[TASK INPUT — start]

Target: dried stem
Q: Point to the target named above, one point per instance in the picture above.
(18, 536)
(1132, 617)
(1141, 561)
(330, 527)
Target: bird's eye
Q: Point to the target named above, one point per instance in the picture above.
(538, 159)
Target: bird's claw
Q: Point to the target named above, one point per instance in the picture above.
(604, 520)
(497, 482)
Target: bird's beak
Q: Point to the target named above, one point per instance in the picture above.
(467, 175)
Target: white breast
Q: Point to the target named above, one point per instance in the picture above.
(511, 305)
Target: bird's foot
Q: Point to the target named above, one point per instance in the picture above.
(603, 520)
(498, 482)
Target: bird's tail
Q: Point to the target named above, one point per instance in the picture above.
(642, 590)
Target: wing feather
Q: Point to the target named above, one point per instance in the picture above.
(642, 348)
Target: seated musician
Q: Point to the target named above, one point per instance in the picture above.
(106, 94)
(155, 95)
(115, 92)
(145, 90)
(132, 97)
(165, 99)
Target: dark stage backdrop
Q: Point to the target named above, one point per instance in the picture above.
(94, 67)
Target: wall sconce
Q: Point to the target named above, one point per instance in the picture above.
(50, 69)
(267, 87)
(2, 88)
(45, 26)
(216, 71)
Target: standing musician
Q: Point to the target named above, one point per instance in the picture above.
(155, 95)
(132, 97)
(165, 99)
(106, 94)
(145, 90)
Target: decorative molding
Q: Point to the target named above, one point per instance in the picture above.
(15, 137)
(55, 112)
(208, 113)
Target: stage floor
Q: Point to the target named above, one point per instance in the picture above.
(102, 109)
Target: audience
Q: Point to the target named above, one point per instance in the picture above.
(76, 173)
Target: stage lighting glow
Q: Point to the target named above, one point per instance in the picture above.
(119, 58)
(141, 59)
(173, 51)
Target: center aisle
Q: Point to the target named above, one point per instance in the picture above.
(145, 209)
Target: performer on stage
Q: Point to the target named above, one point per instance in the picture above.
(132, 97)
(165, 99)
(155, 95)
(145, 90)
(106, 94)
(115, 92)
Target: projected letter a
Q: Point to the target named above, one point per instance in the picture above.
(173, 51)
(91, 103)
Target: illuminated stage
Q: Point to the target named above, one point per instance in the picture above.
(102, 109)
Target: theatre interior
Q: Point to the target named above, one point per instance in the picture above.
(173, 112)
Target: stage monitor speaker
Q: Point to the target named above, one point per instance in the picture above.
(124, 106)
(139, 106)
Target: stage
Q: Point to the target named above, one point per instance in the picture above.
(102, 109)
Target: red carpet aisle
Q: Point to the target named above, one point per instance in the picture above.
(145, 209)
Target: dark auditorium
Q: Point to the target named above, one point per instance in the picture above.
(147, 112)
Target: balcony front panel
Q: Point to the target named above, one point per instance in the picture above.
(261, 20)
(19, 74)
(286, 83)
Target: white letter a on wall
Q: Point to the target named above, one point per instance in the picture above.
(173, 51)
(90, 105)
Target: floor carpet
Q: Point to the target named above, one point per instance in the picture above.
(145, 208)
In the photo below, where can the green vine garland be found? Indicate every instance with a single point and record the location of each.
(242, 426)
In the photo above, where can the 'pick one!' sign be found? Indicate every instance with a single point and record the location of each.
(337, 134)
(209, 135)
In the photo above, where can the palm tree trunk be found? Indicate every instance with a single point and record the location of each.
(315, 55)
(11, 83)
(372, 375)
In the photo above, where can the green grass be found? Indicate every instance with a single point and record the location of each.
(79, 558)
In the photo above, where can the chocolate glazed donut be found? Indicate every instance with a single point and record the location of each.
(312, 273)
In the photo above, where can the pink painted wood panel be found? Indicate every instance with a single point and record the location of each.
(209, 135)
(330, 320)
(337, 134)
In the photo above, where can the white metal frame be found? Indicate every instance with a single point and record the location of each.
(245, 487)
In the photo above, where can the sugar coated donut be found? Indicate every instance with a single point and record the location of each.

[TASK INPUT — finish]

WHAT TO PRODUCE: Your response must consist of the entries, reproduced exactly.

THE COMPLETED TASK:
Target: dried stem
Q: Point to the target named above, one point per instance in the picture above.
(18, 536)
(1132, 617)
(1141, 561)
(330, 527)
Target: bird's eye
Q: Point to the target named above, one point per instance in the picture above.
(538, 159)
Target: bird's claw
Q: Point to the target named above, one point per instance in the picture above.
(604, 520)
(497, 482)
Target: bird's beak
Q: Point to the target named above, one point per instance in the picture above.
(467, 175)
Target: white breast
Q: Point to the target named above, one point per instance in the picture above.
(511, 305)
Target: bird's foot
Q: Point to the target named above, one point per instance in the picture above.
(603, 520)
(498, 482)
Target: bird's tail
Q: Point to the target named above, one point per instance in the picture above.
(642, 590)
Target: wing feather
Q: Point to the target named above, one point per instance in the picture above.
(642, 348)
Target: seated musician
Q: Point to the target named above, one point per instance in the picture above.
(106, 94)
(155, 95)
(115, 92)
(145, 90)
(132, 97)
(165, 99)
Target: dark stage backdrop
Q: Point to the target named above, one point per instance in the picture above.
(94, 67)
Target: wall sconce
Q: Point to the target named above, one point per instance in the picture above.
(50, 69)
(267, 87)
(2, 88)
(45, 26)
(216, 71)
Target: standing musician
Q: Point to the target named above, one point per instance in the picture above.
(155, 95)
(132, 97)
(165, 99)
(106, 94)
(145, 90)
Target: decorative molding
Q: Point to the target named above, one point per instance in the picture above.
(15, 137)
(55, 112)
(208, 113)
Target: stage floor
Q: Point to the target named above, one point per instance in the picture above.
(102, 109)
Target: audience
Q: Point to the target named above, one point per instance in the picture above.
(76, 173)
Target: stage lighting glow
Q: Point to the target named above, one point per instance in the picture above.
(119, 58)
(141, 59)
(173, 51)
Target: center aisle
Q: Point to the target named above, one point per instance in the picture above.
(145, 209)
Target: performer on stage
Q: Point to the target named above, one point per instance in the picture above.
(132, 97)
(165, 99)
(155, 95)
(145, 90)
(106, 94)
(115, 92)
Target: projected letter a
Q: Point to the target named above, one point per instance in the picture above.
(173, 51)
(91, 103)
Target: illuminated stage
Q: Point to the target named above, one point per instance in the picture above.
(102, 109)
Target: theatre interior
Q: Point to the target named above, one point per instance in the picture above.
(173, 112)
Target: stage monitor speaker
Q: Point to the target named above, one point per instance in the picture above.
(124, 106)
(139, 106)
Target: stage
Q: Point to the target named above, one point per instance in the picture above.
(102, 109)
Target: red carpet aisle
Q: Point to the target named above, one point per instance in the picture above.
(145, 209)
Target: dark auditorium
Q: Point to the target named above, one point per instance in the picture above.
(147, 112)
Target: balcony front panel
Q: Point to the target named above, one point per instance in the picture above.
(261, 20)
(19, 74)
(286, 83)
Target: white letter a on wall
Q: Point to the target named above, one point per instance in the picture above.
(173, 51)
(90, 105)
Target: floor carpet
Q: Point to the target named above, one point per instance in the picture above.
(145, 208)
In the photo below, where can the green vine garland be found? Indicate every instance with a single point and record the location of each.
(242, 426)
In the photo above, where can the 'pick one!' sign be found? Indicate every instance with a single point and record the location of each.
(337, 134)
(209, 135)
In the photo above, where can the palm tree trunk be found? Indicate every instance with a single point and record the location of each.
(315, 55)
(11, 83)
(372, 375)
In the photo above, where can the green grass be found? Indicate every instance with a single point and record the location of each.
(79, 558)
In the photo above, where can the chocolate glazed donut be found? Indicate every instance with a single point and record the location of each.
(312, 273)
In the photo above, where can the pink painted wood panel be found? Indicate every instance with a single point and record the location of each.
(209, 135)
(330, 320)
(337, 134)
In the photo above, where can the white metal frame be found? Indicate every instance with a single point and record the location of each.
(245, 487)
In the photo above, where can the sugar coated donut be found? Indicate every instance with a single point and record the location of each.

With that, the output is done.